-- Page --

◇ ◇ ◇ ◇ ◇

# New Home Theater



## killian (Jan 29, 2010)

Just getting Started on a Home Theater. Have some ideas on room layout but would like some input. I have included a PDF showing the area that I have planned for the theater and also the remainder of the basement. I would like some input on the placement of the projector, size of the screen, and type of equiment that will make this a great room. I'm new to the theater idea. Been looking at starting this for a year and I'm ready to go. The ceiling will be 8' high.


----------



## eugovector (Sep 4, 2006)

To get you started, take a look at the setup suggestions here: http://www.dolby.com/consumer/setup/speaker-setup-guide/index.html

What equipment are you are considering, and where you'd like to be able to place the speakers? Looking at your room, I'd want to have 2-4 subs, an acoustically transparent screen, matched fronts and both side and back surrounds, but I don't know your budget, viewing habits, etc.

Do you have acoustic treatments planned?

Your budget's probably the biggest question mark as you could spend as little as $5k or as much as $100k (or more, if you really wanted to).


----------



## Anthony (Oct 5, 2006)

Yeah, budget will drive everything there. Looks like you have plenty of space, though.


----------



## bpape (Sep 14, 2006)

A few things:

Front row seating looks very close to the middle of the length dimension which will not be good for smooth bass response.

Don't chop off the front corners of the room. You'll want to use broadband bass absorbers there.

Make sure to zone your lights so you can potentially have some rear ones on without the front ones. 

Screen size will dictate speaker positioning. If not doing an AT screen, then you need to allow for a reasonable amount of space between the screen and the side walls. Having speakers right against a wall isn't a good thing.

As has been previously said, budget will drive pretty much everything.

Bryan


----------



## killian (Jan 29, 2010)

How far back should the seating be for optimum sound and veiwing. I thought that it need to be back where I have it. I'm also interested in building a nice theater at this point. I don't want to say that money is endless but I do know that when I'm done with room I don't want to have any regrets. I want to install all the right equipment the first time.

I will be preforming all the work myself so the labor won't be a cost factor.


----------



## bpape (Sep 14, 2006)

You'd like to avoid even fractions like 1/2, 1/4, etc. of the room length. Usually, somewhere between 62 an 66% of the room length ends up being one of the best places for smoothest bass response. 

Bryan


----------



## killian (Jan 29, 2010)

So I should move the seating back a couple of feet and maybe tighten up the area in between the seating?


----------



## bpape (Sep 14, 2006)

◇ ◇ ◇ ◇ ◇

-- Recorded information --
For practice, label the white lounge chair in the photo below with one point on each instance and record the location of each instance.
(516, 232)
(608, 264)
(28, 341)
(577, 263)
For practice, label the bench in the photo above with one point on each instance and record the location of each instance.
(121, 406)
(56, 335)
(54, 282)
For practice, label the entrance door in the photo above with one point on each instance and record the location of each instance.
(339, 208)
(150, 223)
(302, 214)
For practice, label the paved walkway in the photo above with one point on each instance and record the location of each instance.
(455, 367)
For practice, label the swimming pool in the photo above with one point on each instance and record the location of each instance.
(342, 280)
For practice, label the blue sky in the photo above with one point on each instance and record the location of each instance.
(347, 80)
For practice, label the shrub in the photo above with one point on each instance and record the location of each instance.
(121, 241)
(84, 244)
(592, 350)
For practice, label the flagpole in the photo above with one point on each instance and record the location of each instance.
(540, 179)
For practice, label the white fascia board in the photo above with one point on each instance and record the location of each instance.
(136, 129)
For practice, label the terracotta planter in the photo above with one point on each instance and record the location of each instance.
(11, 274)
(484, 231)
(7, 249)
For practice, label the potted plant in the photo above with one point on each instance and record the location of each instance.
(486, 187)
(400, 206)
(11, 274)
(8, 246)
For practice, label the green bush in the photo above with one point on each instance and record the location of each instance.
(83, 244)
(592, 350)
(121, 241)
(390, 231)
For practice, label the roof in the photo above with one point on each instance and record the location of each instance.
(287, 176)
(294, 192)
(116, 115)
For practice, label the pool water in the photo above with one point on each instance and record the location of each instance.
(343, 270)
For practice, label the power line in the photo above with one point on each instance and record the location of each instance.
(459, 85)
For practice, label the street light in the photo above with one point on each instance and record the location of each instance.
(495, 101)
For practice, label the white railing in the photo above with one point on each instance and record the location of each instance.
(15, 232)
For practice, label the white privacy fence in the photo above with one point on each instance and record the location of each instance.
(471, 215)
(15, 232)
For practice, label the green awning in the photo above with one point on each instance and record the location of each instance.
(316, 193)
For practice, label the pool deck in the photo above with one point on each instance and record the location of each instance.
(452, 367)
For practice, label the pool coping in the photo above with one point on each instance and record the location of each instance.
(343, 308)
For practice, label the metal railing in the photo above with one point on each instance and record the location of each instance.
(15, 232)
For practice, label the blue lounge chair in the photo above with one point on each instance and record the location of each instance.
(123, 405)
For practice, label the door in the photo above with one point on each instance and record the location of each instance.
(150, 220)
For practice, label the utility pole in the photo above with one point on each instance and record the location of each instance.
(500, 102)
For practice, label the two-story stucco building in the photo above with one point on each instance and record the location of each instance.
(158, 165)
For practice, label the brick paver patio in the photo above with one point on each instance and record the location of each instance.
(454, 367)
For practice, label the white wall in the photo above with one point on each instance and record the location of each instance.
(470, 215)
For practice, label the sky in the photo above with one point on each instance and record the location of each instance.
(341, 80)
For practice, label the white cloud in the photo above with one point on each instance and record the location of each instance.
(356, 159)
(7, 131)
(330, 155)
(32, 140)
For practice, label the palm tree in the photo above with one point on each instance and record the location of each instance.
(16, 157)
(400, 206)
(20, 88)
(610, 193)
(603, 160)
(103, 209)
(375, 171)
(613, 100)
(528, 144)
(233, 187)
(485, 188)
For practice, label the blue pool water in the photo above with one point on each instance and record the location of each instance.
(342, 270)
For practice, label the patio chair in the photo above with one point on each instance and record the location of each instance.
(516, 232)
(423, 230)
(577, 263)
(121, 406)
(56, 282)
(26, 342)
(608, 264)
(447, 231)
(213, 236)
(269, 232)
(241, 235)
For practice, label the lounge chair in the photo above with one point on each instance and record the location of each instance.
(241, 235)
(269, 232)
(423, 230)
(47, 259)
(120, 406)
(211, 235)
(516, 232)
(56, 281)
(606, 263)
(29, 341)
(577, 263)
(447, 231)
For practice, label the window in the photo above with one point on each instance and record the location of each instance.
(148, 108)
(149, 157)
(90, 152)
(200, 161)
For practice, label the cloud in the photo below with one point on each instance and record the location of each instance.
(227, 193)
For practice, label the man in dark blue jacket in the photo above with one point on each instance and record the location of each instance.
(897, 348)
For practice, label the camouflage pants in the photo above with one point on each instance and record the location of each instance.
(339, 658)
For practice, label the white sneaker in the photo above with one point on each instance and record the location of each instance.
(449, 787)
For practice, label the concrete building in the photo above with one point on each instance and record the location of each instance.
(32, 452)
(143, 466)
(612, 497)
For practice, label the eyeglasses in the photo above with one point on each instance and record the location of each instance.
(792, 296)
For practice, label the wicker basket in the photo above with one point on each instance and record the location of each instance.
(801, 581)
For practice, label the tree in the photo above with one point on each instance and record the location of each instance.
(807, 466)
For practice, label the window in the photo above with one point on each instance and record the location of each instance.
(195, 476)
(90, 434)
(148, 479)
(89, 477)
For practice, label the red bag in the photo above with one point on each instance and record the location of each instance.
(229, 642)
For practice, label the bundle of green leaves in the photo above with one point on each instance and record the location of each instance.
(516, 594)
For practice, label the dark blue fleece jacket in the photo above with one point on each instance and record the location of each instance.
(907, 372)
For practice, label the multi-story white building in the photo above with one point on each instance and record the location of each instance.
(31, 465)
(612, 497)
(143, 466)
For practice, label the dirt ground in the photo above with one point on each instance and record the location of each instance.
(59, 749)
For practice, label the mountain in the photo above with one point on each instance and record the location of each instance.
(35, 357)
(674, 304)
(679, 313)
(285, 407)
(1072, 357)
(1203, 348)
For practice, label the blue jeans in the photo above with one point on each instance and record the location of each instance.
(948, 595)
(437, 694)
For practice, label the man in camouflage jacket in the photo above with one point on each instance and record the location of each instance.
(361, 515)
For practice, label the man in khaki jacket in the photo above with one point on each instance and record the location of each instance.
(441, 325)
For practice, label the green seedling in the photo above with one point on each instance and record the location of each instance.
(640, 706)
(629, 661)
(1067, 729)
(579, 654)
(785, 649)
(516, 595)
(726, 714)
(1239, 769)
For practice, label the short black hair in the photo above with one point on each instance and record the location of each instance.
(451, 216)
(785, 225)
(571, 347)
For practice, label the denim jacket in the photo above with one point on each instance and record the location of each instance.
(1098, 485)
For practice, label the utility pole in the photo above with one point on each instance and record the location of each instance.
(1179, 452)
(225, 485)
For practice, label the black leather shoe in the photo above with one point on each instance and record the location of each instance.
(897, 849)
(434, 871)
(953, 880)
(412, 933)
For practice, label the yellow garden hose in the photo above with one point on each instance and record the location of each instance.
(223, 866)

◇ ◇ ◇ ◇ ◇

-- Given exercise A --
Quote the passage of the home theater thread that opens with the words containing "## eugovector (Sep" and closes with "acoustic treatments planned?".
-- Given exercise B --
Continue the home theater thread from the point where it stops.

-- Task output A --
## eugovector (Sep 4, 2006)

To get you started, take a look at the setup suggestions here: http://www.dolby.com/consumer/setup/speaker-setup-guide/index.html

What equipment are you are considering, and where you'd like to be able to place the speakers? Looking at your room, I'd want to have 2-4 subs, an acoustically transparent screen, matched fronts and both side and back surrounds, but I don't know your budget, viewing habits, etc.

Do you have acoustic treatments planned?

-- Task output B --
Well, part of the design phase is deciding on priorities. Are you looking for optimal performance for the main row and the 2nd row is overflow for kids, superbowl, etc. - or are you looking to do the best you can for all seats all the time.

This is kind of an important decision as it can impact screen size, seating locations, surround speaker locations, etc.

In general, yes, push the front row back a bit and tighten up between rows.

Bryan


----------



## MatrixDweller (Jul 24, 2007)

bpape said:


> Make sure to zone your lights so you can potentially have some rear ones on without the front ones.


I wish I had done that. Even if you can't afford a multi-zone dimmer at this point you can always wire the lights as zones and then junction them at the switch(s). Figure you will want the front wall washers on one, the next two rows on one, the next three then the rear and the sconces in their own zone to make 5 zones in total. 

You might also be able to eliminate a row of lights and spread them out more depending on the bulb type and beam spread. Figure that a BR30 bulb will illuminate a 6ft circle and should be placed about 5ft apart. Of course if you're using low voltage bulbs or a tighter beam you may need more. Then there's always the idea of a fiber optic star ceiling...

And like others have said, define your budget and cost everything out first. The room alone, if it's a bare unframed basement it could cost more than $15K in materials alone.


----------



## killian (Jan 29, 2010)

What is the optimum distance from the screen to first seat. I'm Looking at a 100" screen. The room will have two rows of seats. The first row is what I want the best performance for.


----------



## bpape (Sep 14, 2006)

Please don't make the mistake of letting screen size dictate seating position. Decide your seating position for best bass and surround performance and then get the appropriate sized screen to fit that distance. 

THX minimum recommendation is a 36 degree included viewing angle. Where you go from there depends on personal preference. How close do you like to sit when you go to a theater?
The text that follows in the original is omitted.